■ **DIRECTIONS**:
1. For each statement below about the Farm Report essay on a design and manufacturing class, say whether it agrees with the essay (yes or no) and quote the deciding words. (a) The writer took ME 203 intending to produce a coffee thermos. (b) Alan Steel & Supply has a website that lists its holidays. (c) The writer bent steel rod inside the shop.
2. Write the next few paragraphs of the Farm Report essay on a design and manufacturing class, picking up after its final sentence.

======== EXTRACTED TEXT ========

FARM REPORT

Forging My Comfort Zone

I'm not the only one who's surprised by my newfound skills.

January/February 2014

Reading time min

Forging My Comfort Zone

Illustration: Cathy Gendron

Every time I find myself at Alan Steel & Supply, I wonder if I've been reincarnated. What possible sequence of events, I think as I watch my chunk of 6061 aluminum round stock get severed by the horizontal band saw, has led me to be standing here, in a metal yard off the 101 freeway? One part orphanage for old doorknobs, one part library of screws organized into zip-top bags, and two parts no-sugar-added warehouse, Alan Steel wouldn't be out of place in some sort of gendered satire of the afterlife. It has a penchant for nonstandard holidays but no website, so I'm never sure whether it will be open until I've made it through its gates, wondering when I became the kind of person whose GPA depends on purchasing the correct copper alloy and, furthermore, what possessed me this morning to put on the shortest pair of shorts I own.

I never signed up for any out-of-body experiences; I just signed up for ME 203: Design and Manufacturing. I had planned to buy myself a pair of safety glasses, inhale a little wood dust, and be out of there in 10 weeks with the most elegant and innovative coffee thermos the world had ever seen. Instead, I bought myself several pounds of aluminum and many restless nights awaiting my next 8 a.m. Product Realization Lab session, machining processes looping in my mind: Chuck the raw piece of stock. Face it off. Remove, band saw, rechuck, face to length. Chamfer outside rim. Chamfer inside rim. Just chamfer the hell out of that thing.

And then I'd start laughing. I've always held a soft spot for absurdist humor, and this was quality entertainment. During lecture, I watched myself listen to a professor talk about how many threads per inch are on a standard screw. I watched myself bend steel rod with my bare hands in my dorm bathroom—the shop was closed and the towel hooks were just the right radius. I watched myself watch TAs in safety spacesuits pour molten bronze in the foundry. We turned metal into fire and then back into metal right across the street from Tresidder—and this was my education. I watched myself think in italics.

======== GIVEN MATERIAL ========

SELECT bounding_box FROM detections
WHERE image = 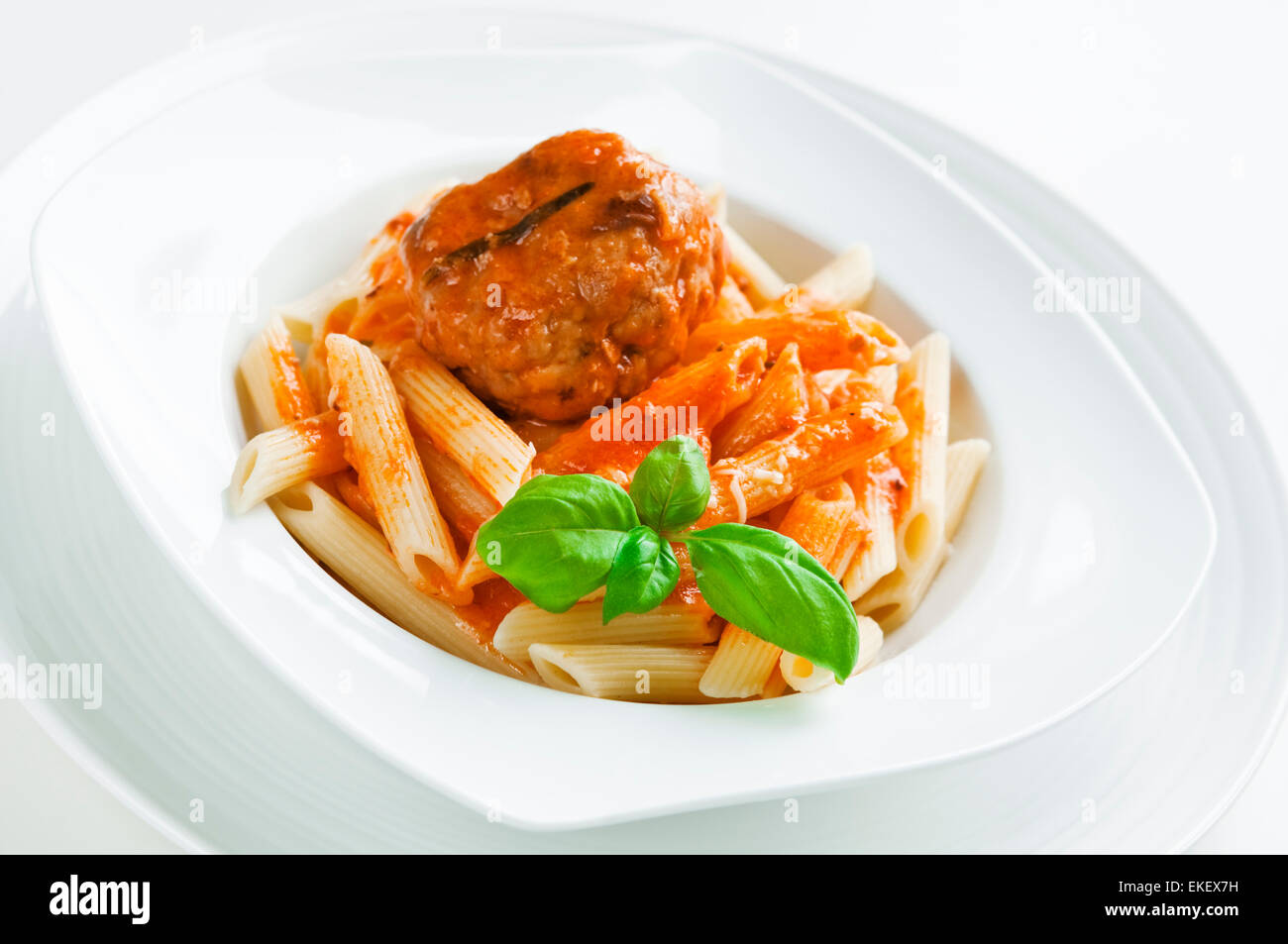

========

■ **ANSWERS BELOW**:
1.
(a) Yes: "be out of there in 10 weeks with the most elegant and innovative coffee thermos the world had ever seen."
(b) No: "It has a penchant for nonstandard holidays but no website"
(c) No: "I watched myself bend steel rod with my bare hands in my dorm bathroom—the shop was closed"

2.
But sometimes I feel like I'm not the only one watching me. I'm a card-carrying member of Ace Hardware, but when I linger a little too long in the wood varnish aisle, the employees start peering around the shelves. It's not hard to hear the difference between "Is there something I can help you with?" and "Is there something I can help you with, miss?"

I know they don't mean to be condescending; it's just that they seem more at ease when I'm trying to find mason jars. Still, my knee-jerk reaction is: Go away; I know what I'm doing. But that's rarely true. I don't know the name of the clamp I want, which brackets will best secure those two-by-fours or what wattage of lightbulb will prevent my project from going up in flames. I keep a pair of safety glasses in my purse and my Ace Rewards card on my key chain, but I often doubt myself. Sometimes, in the PRL, I'll throw my whole weight against a hex wrench but still can't get the tool holder to come loose. After 10 minutes of intermittent muscle-busting and heightening panic, I'll give in and ask for help. The guy on the lathe next to me never seems to mind. I feel embarrassed but also kind of empowered, like I've finally mastered the art of femininity and—better still—realized how useful it might be in a machine shop, of all places. Then I feel embarrassed again, and a little bit icky.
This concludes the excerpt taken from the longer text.